[Page extract]

----

Although the HMGN5 proteins are clearly related, their amino acid sequence is surprisingly variable. While the NLS encoded by exon I and the NBD core encoded by exon III are highly conserved, the sequence encoded by exon II is highly variable. Likewise, the regions encoded by exons IV, V, and VI are significantly more variable in HMGN5 proteins than in other members of the HMGN protein family. One of the most prominent characteristics of HMGN5 is the high content of charged amino acids and their asymmetric distribution throughout the primary sequence. While the N-terminal 50 amino acids contain 3 times more positively charged than negatively charged amino acids, the C-terminal regions, which are highly variable in length, all have a highly negative net charge (Fig. 1B). Exon VI, which in all HMGN5 genes encodes more than 50% of the protein, contains the repetitive motif EDGKE; the mouse C-terminal region contains 11 repeats, while the Bos taurus and Pan troglodytes versions contain only 3 repeats. Over 70% of this tail is composed of the four amino acids DEGK. In spite of these similarities, the sequence and size of this region differ greatly among the HMGN5 proteins (Fig. 1B). The sequence variability may be related to the presence of retrotransposon sequences in exon VI. It has been suggested that HMGN5 originated from an insertion of an ancestral HMGN gene into a locus with a low recombination frequency in chromosome X and the subsequent insertion of retrotransposons into this genomic region (21). The X chromosome is known to be a preferential site for retrotransposition of both human and mouse genes (19).

The high sequence variability among the HMGN5 proteins raises the question of the degree of functional similarity between the proteins. Here we focus on the human HMGN5 variant and compare it to the mouse HMGN5 variant, whose function was characterized previously (32). Schematic alignment of the genes coding for the mouse and human proteins revealed that the most prominent difference between the proteins is in their C-terminal regions, which are encoded by exon VI (Fig. 1C). In particular, the C terminus of mHMGN5 is significantly longer and more acidic and contains 3 times as many EDGKE repeats as the human protein. The 3′-untranslated region (3′UTR) of hHMGN5 represents approximately 44% of the entire cDNA (951 of 2,126 bp), is longer than the 3′UTR of mHMGN5, and contains 3 different polyadenylation sites (21). In summary, the properties of the C-terminal region not only distinguish the HMGN5 variant from all other HMGN variants but also lead to species-specific differences in the properties of the HMGN5 variant.

Distinct intranuclear organization of human and mouse HMGN5 proteins.

----

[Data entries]
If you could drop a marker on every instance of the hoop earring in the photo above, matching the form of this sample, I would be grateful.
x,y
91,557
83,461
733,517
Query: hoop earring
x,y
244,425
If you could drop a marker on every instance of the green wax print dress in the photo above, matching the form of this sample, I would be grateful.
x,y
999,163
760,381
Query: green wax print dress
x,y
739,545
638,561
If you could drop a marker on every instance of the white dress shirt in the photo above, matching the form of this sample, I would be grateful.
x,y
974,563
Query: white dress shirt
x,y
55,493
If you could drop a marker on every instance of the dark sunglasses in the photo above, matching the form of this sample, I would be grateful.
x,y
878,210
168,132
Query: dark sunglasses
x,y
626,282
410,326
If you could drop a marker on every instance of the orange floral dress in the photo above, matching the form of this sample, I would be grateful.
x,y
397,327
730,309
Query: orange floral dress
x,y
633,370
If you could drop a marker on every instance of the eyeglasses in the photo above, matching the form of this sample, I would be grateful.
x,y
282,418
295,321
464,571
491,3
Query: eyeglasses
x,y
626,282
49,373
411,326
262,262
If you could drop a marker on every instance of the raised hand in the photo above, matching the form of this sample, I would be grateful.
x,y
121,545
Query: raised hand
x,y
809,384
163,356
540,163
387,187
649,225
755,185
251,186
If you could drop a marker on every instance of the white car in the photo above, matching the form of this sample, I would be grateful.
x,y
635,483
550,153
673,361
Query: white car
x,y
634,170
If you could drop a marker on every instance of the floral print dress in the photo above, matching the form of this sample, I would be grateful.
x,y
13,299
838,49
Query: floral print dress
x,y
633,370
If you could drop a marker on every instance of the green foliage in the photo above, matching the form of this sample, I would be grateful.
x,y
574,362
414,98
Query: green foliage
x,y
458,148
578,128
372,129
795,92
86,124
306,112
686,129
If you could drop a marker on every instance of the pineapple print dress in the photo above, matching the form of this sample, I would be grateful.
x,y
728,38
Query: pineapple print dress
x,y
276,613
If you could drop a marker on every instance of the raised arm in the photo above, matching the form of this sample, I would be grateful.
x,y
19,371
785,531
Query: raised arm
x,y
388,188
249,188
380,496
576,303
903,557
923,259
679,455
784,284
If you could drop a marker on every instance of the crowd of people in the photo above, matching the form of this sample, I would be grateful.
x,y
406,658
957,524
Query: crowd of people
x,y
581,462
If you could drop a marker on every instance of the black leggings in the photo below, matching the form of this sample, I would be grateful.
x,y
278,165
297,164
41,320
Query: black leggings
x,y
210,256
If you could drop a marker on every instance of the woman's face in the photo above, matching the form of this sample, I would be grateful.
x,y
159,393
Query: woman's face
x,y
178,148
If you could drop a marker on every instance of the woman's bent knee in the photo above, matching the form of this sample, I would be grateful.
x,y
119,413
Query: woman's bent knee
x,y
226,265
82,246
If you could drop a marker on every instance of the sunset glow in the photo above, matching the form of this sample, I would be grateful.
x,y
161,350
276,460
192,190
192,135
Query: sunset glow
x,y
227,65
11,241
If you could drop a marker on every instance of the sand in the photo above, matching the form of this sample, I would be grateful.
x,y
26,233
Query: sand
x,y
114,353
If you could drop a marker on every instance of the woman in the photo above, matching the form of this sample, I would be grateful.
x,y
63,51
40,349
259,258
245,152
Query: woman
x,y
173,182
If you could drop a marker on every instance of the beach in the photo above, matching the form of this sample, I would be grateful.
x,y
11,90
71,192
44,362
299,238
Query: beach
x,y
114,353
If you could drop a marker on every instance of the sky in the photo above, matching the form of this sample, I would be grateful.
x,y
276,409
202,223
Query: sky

----

[Work instructions] Keep writing the text about HMGN5 proteins, going on from its last line.

[Response to the task]
hHMGN5 was detected in a Western blot as a single band of 55 kDa, which is considerably higher than 31 kDa, the calculated molecular mass of hHMGN5 (Fig. 2A, left panel). We also noted that the electrophoretic mobility of mHMGN5 was anomalously high, since the 406-amino-acid protein, with a calculated molecular mass of 44.6 kDa, was visualized as a 75-kDa band (Fig. 2A) (32). To ensure the specificity of the antibody, we treated the cells with siRNA specific for hHMGN5. The siRNA led to marked reduction of the 55-kDa band, thereby confirming the specificity of the antibody (Fig. 2A, right panel).

Fig. 2. — Distinct nuclear locations of human and mouse HMGN5 proteins. (A) The left panel depicts a Western blot analysis of the endogenous mouse protein (in MEFs) and human protein (in 293T cells). Coomassie blue staining indicates equal protein loading. The center panel depicts Western blots of extracts from 293T cells after treatment with siRNA against human HMGN5 for the indicated times. Loss of the protein confirms the specificity of the antibody. The bar graph on the right presents quantification of the protein level normalized to actin. The protein levels in cells treated with control siRNA were set to 100%. (B) Nuclear localization of human HMGN5. (a to f) Endogenous HMGN5 protein visualized by immunofluorescence (green) and DNA visualized by Hoechst staining. The merged images and their localization profiles indicate that HMGN5 colocalizes with heterochromatin. (C and D) Dissimilar localization and chromatin effects of hHMGN5 and mHMGN5 in human U2OS cells transfected with YFP-labeled HMGN5. Heterochromatin was visualized by HP1β-cherry (C), and DNA was visualized by propidium iodide staining (D). The scans show colocalization profiles along the paths depicted by the lines drawn in the panels showing the merged fluorescence images. Note the lack of discrete heterochromatic regions in cells transfected with mHMGN5. (E) Dissimilar nuclear localization of mouse and human HMGN5 proteins in mouse embryonic fibroblasts transfected with YFP-labeled HMGN5 and counterstained with Hoechst stain. Merged images and localization profiles confirm that human HMGN5 localizes preferentially to heterochromatin, while mouse HMGN5 is depleted from the densely stained heterochromatic dots.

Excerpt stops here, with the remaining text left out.